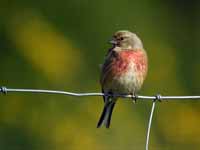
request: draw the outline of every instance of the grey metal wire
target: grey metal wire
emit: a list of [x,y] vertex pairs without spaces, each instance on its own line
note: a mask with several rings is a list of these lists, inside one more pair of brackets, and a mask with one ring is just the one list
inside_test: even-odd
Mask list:
[[143,96],[143,95],[124,95],[124,94],[115,94],[111,95],[109,93],[74,93],[74,92],[67,92],[67,91],[57,91],[57,90],[43,90],[43,89],[16,89],[16,88],[6,88],[5,86],[0,88],[0,92],[7,94],[8,92],[27,92],[27,93],[47,93],[47,94],[63,94],[68,96],[78,96],[78,97],[84,97],[84,96],[116,96],[116,97],[122,97],[122,98],[137,98],[137,99],[144,99],[144,100],[153,100],[151,113],[149,117],[149,123],[148,123],[148,129],[147,129],[147,136],[146,136],[146,150],[148,150],[149,147],[149,137],[150,137],[150,130],[151,130],[151,123],[153,118],[153,113],[155,109],[156,100],[175,100],[175,99],[182,99],[182,100],[189,100],[189,99],[199,99],[200,96],[161,96],[161,95],[155,95],[155,96]]
[[[67,92],[67,91],[57,91],[57,90],[43,90],[43,89],[16,89],[16,88],[6,88],[5,86],[0,88],[1,93],[10,93],[10,92],[28,92],[28,93],[48,93],[48,94],[63,94],[63,95],[68,95],[68,96],[78,96],[78,97],[83,97],[83,96],[116,96],[116,97],[122,97],[122,98],[135,98],[134,95],[124,95],[124,94],[115,94],[111,95],[108,93],[74,93],[74,92]],[[137,99],[144,99],[144,100],[153,100],[153,99],[158,99],[156,96],[143,96],[143,95],[137,95]],[[183,99],[183,100],[188,100],[188,99],[199,99],[200,96],[161,96],[159,95],[159,99],[161,100],[175,100],[175,99]]]
[[151,113],[150,113],[150,117],[149,117],[148,128],[147,128],[146,147],[145,147],[146,150],[149,149],[149,138],[150,138],[150,131],[151,131],[151,123],[152,123],[155,105],[156,105],[156,101],[153,101],[153,104],[152,104],[152,107],[151,107]]

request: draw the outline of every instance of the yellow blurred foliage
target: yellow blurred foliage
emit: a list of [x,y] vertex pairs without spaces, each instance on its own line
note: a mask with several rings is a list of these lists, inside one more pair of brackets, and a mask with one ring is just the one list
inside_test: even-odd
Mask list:
[[[57,124],[52,135],[52,140],[56,145],[63,148],[66,146],[66,143],[69,142],[69,149],[84,148],[101,150],[102,146],[93,138],[90,132],[87,132],[80,124],[72,124],[72,122],[69,123],[69,121],[70,119],[66,118]],[[77,141],[79,142],[77,143]]]
[[83,63],[80,50],[39,15],[16,13],[9,27],[18,52],[49,80],[73,77]]
[[200,120],[196,109],[188,105],[180,105],[179,103],[168,105],[168,107],[170,107],[171,111],[164,109],[157,117],[158,126],[165,138],[171,142],[187,141],[199,143]]

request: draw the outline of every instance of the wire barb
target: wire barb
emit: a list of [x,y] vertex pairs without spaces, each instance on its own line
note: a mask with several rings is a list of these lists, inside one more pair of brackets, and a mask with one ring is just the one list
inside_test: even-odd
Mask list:
[[154,99],[154,101],[162,102],[162,96],[161,96],[161,94],[157,94],[155,97],[156,98]]
[[2,86],[0,90],[3,94],[7,94],[7,88],[5,86]]

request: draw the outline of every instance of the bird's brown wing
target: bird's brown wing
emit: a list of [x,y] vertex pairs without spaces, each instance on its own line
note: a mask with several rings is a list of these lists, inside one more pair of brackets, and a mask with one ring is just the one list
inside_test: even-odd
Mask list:
[[[109,56],[109,54],[108,54]],[[106,77],[108,76],[108,73],[110,72],[110,65],[112,64],[112,61],[108,58],[108,56],[105,59],[104,64],[102,65],[101,68],[101,77],[100,77],[100,83],[101,83],[101,87],[102,87],[102,93],[104,92],[104,84],[106,81]],[[104,102],[106,102],[106,96],[103,96],[103,100]]]
[[100,83],[102,86],[102,89],[104,85],[106,84],[106,81],[109,81],[110,78],[112,78],[112,65],[114,61],[116,60],[117,52],[112,50],[110,51],[105,59],[104,64],[101,68],[101,77],[100,77]]

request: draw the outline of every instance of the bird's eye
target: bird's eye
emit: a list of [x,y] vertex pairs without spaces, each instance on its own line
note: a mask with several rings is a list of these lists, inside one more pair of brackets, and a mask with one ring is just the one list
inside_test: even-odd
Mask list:
[[123,37],[121,37],[121,38],[120,38],[120,40],[122,41],[122,40],[124,40],[124,38],[123,38]]

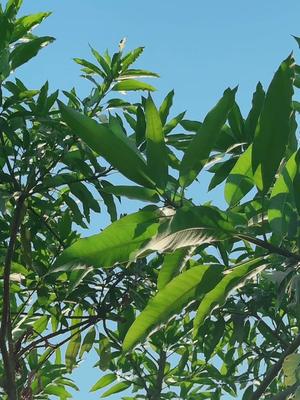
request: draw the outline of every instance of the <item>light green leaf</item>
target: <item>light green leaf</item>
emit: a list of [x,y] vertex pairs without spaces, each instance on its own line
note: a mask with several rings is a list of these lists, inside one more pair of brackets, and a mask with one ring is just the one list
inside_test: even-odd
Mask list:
○ ○ ○ ○ ○
- _ACTIVITY_:
Nothing but the records above, retyped exactly and stripped of images, should appear in the answer.

- _ANSWER SECTION_:
request: draw the outline of every instance of the grey metal wire
target: grey metal wire
emit: a list of [x,y] vertex pairs without spaces, each instance on its own line
note: a mask with several rings is a list of these lists, inside one more pair of brackets, and a mask with one ring is just the one list
inside_test: even-odd
Mask list:
[[143,96],[143,95],[124,95],[124,94],[115,94],[111,95],[109,93],[74,93],[74,92],[67,92],[67,91],[57,91],[57,90],[43,90],[43,89],[16,89],[16,88],[6,88],[5,86],[0,88],[0,92],[7,94],[8,92],[27,92],[27,93],[47,93],[47,94],[63,94],[68,96],[78,96],[78,97],[84,97],[84,96],[116,96],[116,97],[122,97],[122,98],[137,98],[137,99],[144,99],[144,100],[153,100],[151,113],[149,117],[149,123],[148,123],[148,129],[147,129],[147,136],[146,136],[146,150],[148,150],[149,147],[149,137],[150,137],[150,130],[151,130],[151,123],[153,118],[153,113],[155,109],[156,100],[175,100],[175,99],[182,99],[182,100],[189,100],[189,99],[199,99],[200,96],[161,96],[161,95],[155,95],[155,96]]
[[[67,92],[67,91],[57,91],[57,90],[43,90],[43,89],[16,89],[16,88],[6,88],[5,86],[0,88],[1,93],[10,93],[10,92],[28,92],[28,93],[48,93],[48,94],[63,94],[63,95],[68,95],[68,96],[78,96],[78,97],[83,97],[83,96],[116,96],[116,97],[122,97],[122,98],[135,98],[134,95],[124,95],[124,94],[115,94],[111,95],[108,93],[74,93],[74,92]],[[137,99],[144,99],[144,100],[153,100],[153,99],[158,99],[156,96],[143,96],[143,95],[137,95]],[[183,99],[183,100],[188,100],[188,99],[199,99],[200,96],[161,96],[159,95],[159,99],[161,100],[175,100],[175,99]]]
[[151,113],[150,113],[150,117],[149,117],[148,128],[147,128],[146,147],[145,147],[146,150],[149,149],[149,138],[150,138],[150,131],[151,131],[151,123],[152,123],[155,105],[156,105],[156,101],[153,101],[153,104],[152,104],[152,107],[151,107]]

request: draw the outline of every instance of the yellow blurred foliage
target: yellow blurred foliage
emit: a list of [x,y] vertex pairs without spaces, each instance on its own line
note: a mask with several rings is a list of these lists, inside one more pair of brackets, and a mask with one ring is just the one list
inside_test: even-odd
Mask list:
[[[57,124],[52,135],[52,140],[56,145],[63,148],[66,146],[66,143],[69,142],[69,149],[84,148],[101,150],[102,146],[93,138],[90,132],[87,132],[80,124],[72,124],[72,122],[69,123],[69,121],[70,119],[66,118]],[[77,141],[79,142],[77,143]]]
[[83,63],[80,50],[39,15],[16,13],[9,27],[18,52],[49,80],[73,77]]
[[200,120],[196,109],[188,105],[180,105],[179,103],[168,105],[168,107],[170,107],[171,111],[164,109],[157,117],[158,126],[165,138],[171,142],[187,141],[199,143]]

request: draw the outline of every instance of the wire barb
target: wire barb
emit: a list of [x,y] vertex pairs without spaces, each instance on its own line
note: a mask with several rings is a list of these lists, inside one more pair of brackets, and a mask with one ring is just the one list
inside_test: even-odd
Mask list:
[[154,99],[154,101],[162,102],[162,96],[161,96],[161,94],[157,94],[155,97],[156,98]]
[[2,86],[0,90],[3,94],[7,94],[7,88],[5,86]]

request: draw the outline of every instance of the bird's brown wing
target: bird's brown wing
emit: a list of [x,y] vertex pairs without spaces, each instance on its own line
note: a mask with several rings is a list of these lists, inside one more pair of brackets, and a mask with one ring is just the one list
inside_test: even-odd
Mask list:
[[[109,56],[109,54],[108,54]],[[106,77],[108,76],[108,73],[110,72],[110,65],[112,64],[112,61],[108,58],[108,56],[105,59],[104,64],[102,65],[101,68],[101,77],[100,77],[100,83],[101,83],[101,87],[102,87],[102,93],[104,92],[104,84],[106,81]],[[104,102],[106,102],[106,96],[103,96],[103,100]]]
[[100,83],[102,86],[102,89],[104,85],[106,84],[106,81],[109,81],[110,78],[112,78],[112,65],[114,61],[116,60],[117,52],[112,50],[110,51],[105,59],[104,64],[101,68],[101,77],[100,77]]

request: draw the outline of every instance of the bird's eye
target: bird's eye
emit: a list of [x,y] vertex pairs without spaces, each instance on its own line
note: a mask with several rings is a list of these lists, inside one more pair of brackets, and a mask with one ring is just the one list
inside_test: even-odd
Mask list:
[[123,37],[121,37],[121,38],[120,38],[120,40],[122,41],[122,40],[124,40],[124,38],[123,38]]

request: draw the outline of every instance of the <item>light green leaf</item>
target: <item>light green leaf</item>
emit: a list of [x,y] vertex pairs without spaces, each instance on its own line
note: a mask with several rings is a list of these lists, inside one more pair of brackets, and a mask with one ring is just the one list
inside_test: even-odd
Mask list:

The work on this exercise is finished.